報告書などによると、北山別院は墓地経営のために一九九六年、別院に隣接する山林三千三百平方メートルを購入。約二千区画の墓地を整備し、約二十四億円の売り上げを見込む計画を立案。
しかし、墓地造成は国などの指導で、既設の拡張か移転だけで新規造成は認められていないため、石材会社から古い墓石を持ち込んで並べたうえ、架空の墓地使用者名簿を作成。沿革書も偽造してすでに墓地があったようにでっち上げ、その拡張名目で同市に許可申請をしていた。
報告書では、この偽装工作は複数の総局幹部の指示だったとする、当時、別院の責任者だった輪番らの証言などを並べ、「事業推進の経緯から本山主導で行われたことは明白。指揮監督も怠った」と指摘。計画当初から総局幹部の知人の暴力団組長が「宗務所内において開催された度重なる会議に出席していた」などと関係していたことも示した。
一方、別院が債務保証し、墓地造成、管理主体として設立された「北山墓苑」が九七年に借り入れた二億円については、別院が宗派の規則などに規定された手続きをしておらず、「銀行側も手続きが必要であることを承知していたはず」などとして「法的には債務保証は成立していない」との見解を示した。

資料:
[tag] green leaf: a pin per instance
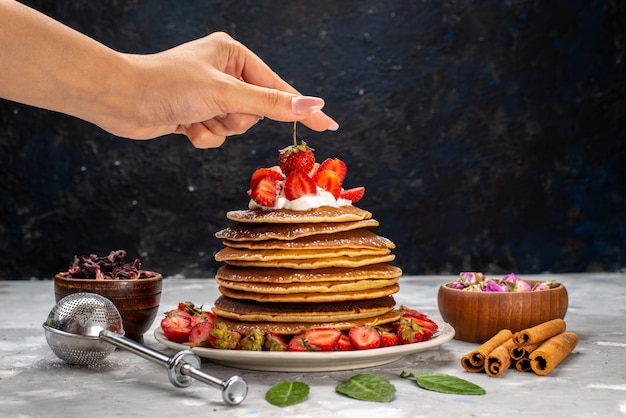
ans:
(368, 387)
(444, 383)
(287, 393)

---

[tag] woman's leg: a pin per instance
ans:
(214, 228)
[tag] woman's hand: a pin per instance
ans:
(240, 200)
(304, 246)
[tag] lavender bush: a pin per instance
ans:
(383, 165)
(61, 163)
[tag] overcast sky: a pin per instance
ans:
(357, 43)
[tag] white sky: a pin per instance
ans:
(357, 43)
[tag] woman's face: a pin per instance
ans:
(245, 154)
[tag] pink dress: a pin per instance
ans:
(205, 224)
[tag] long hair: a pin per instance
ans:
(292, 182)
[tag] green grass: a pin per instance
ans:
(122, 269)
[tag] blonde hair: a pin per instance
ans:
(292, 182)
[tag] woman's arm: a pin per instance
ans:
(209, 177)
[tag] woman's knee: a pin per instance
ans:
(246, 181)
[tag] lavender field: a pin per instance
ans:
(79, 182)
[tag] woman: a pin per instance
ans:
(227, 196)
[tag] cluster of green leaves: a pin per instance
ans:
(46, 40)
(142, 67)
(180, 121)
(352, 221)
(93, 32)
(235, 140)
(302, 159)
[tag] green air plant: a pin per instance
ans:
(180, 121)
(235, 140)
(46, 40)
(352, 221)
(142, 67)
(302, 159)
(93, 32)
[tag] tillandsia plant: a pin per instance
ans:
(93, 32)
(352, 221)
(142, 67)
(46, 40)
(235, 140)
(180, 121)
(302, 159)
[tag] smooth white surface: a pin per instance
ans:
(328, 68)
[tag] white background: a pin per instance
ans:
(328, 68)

問題: 北山別院の墓地問題の本文の最後の文のあとから続きを書いてください。 資料の項目は、北山別院の墓地問題の本文とは関係がありません。

解答:
計画は問題発覚後の昨年十一月に中止された。同委は、宗教団体にあってはならない行為で、「多大な迷惑と不信感をもたらしたことを総局は宗門内外に陳謝すべき」とし、総局幹部ら関係者の処分などを求めている。蓮清典・同派総長は「すみやかに特別調査対応委員会を開き、解決に向けて努力を重ねていきたい」としている。
(『読売新聞』2000.09.26 大阪朝刊 38頁)
西本願寺北山別院の2億円焦げつき問題 宗会が「浄化」決議/京都
浄土真宗本願寺派(本山・西本願寺)の臨時宗会が二十六日開かれ、「北山別院墓地問題への反省と宗政浄化の決意を表明する決議」をした。京都市左京区の北山別院の墓地造成計画をめぐり、同市の造成許可を得るため宗派幹部の偽装工作指示などが明らかになったため。
また、宗派に無断で二億円の資金借り入れを同別院名で債務保証したとされる元輪番の宗会議員(56)が議員辞職した。